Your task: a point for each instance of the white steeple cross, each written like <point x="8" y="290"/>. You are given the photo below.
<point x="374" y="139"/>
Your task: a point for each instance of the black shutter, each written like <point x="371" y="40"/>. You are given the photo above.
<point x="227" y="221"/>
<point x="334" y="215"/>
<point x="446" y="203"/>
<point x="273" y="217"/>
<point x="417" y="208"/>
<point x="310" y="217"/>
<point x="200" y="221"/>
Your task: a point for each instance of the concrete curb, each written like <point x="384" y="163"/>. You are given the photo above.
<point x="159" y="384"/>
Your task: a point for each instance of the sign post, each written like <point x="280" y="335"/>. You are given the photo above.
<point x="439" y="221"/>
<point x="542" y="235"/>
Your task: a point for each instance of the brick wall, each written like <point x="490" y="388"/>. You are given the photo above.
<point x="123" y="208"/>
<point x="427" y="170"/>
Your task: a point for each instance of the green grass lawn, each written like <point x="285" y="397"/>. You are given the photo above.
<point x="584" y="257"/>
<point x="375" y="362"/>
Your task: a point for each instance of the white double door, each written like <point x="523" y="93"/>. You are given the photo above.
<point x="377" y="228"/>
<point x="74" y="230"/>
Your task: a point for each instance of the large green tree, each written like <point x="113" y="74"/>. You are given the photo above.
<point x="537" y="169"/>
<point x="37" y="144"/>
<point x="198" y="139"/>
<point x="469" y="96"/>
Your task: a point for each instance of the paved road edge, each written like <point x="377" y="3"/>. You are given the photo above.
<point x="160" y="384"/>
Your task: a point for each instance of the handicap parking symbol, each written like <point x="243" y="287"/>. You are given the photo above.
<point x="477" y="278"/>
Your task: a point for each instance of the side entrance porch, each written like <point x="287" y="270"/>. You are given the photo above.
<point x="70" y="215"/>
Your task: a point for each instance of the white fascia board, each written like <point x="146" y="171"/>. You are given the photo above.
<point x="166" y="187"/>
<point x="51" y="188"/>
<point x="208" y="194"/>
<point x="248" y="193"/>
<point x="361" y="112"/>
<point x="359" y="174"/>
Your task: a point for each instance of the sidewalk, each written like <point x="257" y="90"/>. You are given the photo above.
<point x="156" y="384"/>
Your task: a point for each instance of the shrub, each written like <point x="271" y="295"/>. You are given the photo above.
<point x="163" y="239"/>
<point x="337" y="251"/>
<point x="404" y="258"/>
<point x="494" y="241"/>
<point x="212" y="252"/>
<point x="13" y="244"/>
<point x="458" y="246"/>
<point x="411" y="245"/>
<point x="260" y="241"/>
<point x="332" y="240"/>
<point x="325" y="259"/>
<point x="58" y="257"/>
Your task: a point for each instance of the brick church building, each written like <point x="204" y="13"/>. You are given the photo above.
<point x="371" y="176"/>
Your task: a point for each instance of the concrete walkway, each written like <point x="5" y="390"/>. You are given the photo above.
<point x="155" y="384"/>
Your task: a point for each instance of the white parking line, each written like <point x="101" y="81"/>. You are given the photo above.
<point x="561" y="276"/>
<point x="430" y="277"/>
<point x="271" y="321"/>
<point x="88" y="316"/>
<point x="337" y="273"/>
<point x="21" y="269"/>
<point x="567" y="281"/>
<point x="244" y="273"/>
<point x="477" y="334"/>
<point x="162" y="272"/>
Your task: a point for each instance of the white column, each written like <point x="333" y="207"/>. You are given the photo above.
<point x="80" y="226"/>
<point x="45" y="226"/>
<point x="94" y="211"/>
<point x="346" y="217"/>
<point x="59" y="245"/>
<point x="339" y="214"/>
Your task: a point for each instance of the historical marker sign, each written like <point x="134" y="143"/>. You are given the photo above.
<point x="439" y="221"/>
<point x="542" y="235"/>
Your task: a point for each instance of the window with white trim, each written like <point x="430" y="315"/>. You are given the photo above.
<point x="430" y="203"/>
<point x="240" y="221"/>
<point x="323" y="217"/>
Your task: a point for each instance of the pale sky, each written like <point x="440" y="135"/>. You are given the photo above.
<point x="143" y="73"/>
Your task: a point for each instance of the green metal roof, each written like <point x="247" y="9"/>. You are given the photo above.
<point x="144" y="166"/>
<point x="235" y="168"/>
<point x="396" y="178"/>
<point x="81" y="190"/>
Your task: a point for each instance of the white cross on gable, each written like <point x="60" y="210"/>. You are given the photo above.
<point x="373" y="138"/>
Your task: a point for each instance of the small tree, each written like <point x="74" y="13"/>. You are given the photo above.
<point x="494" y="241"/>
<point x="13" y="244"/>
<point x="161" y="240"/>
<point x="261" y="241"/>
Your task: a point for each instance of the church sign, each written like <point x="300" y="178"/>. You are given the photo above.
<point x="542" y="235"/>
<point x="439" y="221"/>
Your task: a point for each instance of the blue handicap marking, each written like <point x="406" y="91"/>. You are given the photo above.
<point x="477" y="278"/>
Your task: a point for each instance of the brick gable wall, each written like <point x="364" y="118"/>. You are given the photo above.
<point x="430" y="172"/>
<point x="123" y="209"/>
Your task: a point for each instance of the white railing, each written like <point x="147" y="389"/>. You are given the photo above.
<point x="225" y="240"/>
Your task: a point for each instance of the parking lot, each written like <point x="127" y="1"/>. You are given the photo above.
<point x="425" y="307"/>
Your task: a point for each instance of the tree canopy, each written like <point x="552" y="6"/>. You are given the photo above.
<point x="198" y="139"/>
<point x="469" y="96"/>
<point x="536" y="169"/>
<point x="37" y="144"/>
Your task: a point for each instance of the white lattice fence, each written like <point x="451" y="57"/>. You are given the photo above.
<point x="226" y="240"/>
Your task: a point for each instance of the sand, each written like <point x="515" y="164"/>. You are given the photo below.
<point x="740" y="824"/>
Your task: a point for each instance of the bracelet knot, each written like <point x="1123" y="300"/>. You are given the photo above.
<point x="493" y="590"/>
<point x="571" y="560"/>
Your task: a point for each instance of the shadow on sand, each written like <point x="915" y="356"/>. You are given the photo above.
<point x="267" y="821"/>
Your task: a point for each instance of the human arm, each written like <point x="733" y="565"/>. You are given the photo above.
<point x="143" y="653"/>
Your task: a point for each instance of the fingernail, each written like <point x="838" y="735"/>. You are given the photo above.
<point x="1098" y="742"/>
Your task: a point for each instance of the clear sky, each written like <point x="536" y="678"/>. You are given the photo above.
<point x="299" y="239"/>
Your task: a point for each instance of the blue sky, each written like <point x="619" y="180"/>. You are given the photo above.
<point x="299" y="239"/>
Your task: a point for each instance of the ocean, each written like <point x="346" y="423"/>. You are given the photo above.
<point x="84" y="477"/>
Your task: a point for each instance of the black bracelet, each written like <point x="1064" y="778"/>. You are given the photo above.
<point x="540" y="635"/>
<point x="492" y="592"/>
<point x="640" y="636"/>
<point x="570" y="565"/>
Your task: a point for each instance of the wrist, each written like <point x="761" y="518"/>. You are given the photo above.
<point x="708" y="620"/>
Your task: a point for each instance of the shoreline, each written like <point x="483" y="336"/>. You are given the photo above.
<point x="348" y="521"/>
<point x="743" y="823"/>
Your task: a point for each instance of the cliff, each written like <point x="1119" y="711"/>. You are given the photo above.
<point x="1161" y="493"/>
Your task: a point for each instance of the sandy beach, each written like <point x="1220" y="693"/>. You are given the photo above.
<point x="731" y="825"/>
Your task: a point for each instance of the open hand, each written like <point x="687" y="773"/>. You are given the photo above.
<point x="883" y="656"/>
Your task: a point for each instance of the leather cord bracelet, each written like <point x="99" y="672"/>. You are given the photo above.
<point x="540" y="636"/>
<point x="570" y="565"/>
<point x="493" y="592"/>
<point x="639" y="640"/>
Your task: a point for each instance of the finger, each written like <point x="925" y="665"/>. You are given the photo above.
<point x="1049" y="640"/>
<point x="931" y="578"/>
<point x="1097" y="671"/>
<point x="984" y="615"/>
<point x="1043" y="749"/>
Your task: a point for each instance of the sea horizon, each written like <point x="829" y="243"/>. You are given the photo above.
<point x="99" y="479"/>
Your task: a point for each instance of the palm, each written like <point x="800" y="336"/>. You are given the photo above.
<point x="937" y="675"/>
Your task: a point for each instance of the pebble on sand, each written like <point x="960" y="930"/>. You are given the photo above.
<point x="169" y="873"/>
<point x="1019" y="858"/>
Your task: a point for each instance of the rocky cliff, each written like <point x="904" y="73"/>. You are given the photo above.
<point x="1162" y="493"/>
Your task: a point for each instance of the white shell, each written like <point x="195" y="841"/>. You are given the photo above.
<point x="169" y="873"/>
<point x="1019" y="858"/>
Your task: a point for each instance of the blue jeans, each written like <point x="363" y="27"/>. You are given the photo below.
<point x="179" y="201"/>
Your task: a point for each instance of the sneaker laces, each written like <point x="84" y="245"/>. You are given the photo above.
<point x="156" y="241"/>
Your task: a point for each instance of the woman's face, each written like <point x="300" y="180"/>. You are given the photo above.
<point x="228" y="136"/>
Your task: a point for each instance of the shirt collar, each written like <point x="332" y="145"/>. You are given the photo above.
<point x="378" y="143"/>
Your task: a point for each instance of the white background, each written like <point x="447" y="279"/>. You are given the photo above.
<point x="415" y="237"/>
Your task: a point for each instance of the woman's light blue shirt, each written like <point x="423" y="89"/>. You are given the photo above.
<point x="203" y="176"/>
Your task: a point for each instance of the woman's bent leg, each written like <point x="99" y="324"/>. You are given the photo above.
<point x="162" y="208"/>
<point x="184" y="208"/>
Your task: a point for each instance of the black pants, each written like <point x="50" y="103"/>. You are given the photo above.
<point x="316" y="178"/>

========

→ **ACTIVITY**:
Set down, exactly and in full, the lines from the one containing "black pants, each" through the end of the entries; no other line belongs.

→ **YOUR SOLUTION**:
Your task: a point for each instance of the black pants, each written like <point x="50" y="103"/>. You are given the photo above.
<point x="316" y="178"/>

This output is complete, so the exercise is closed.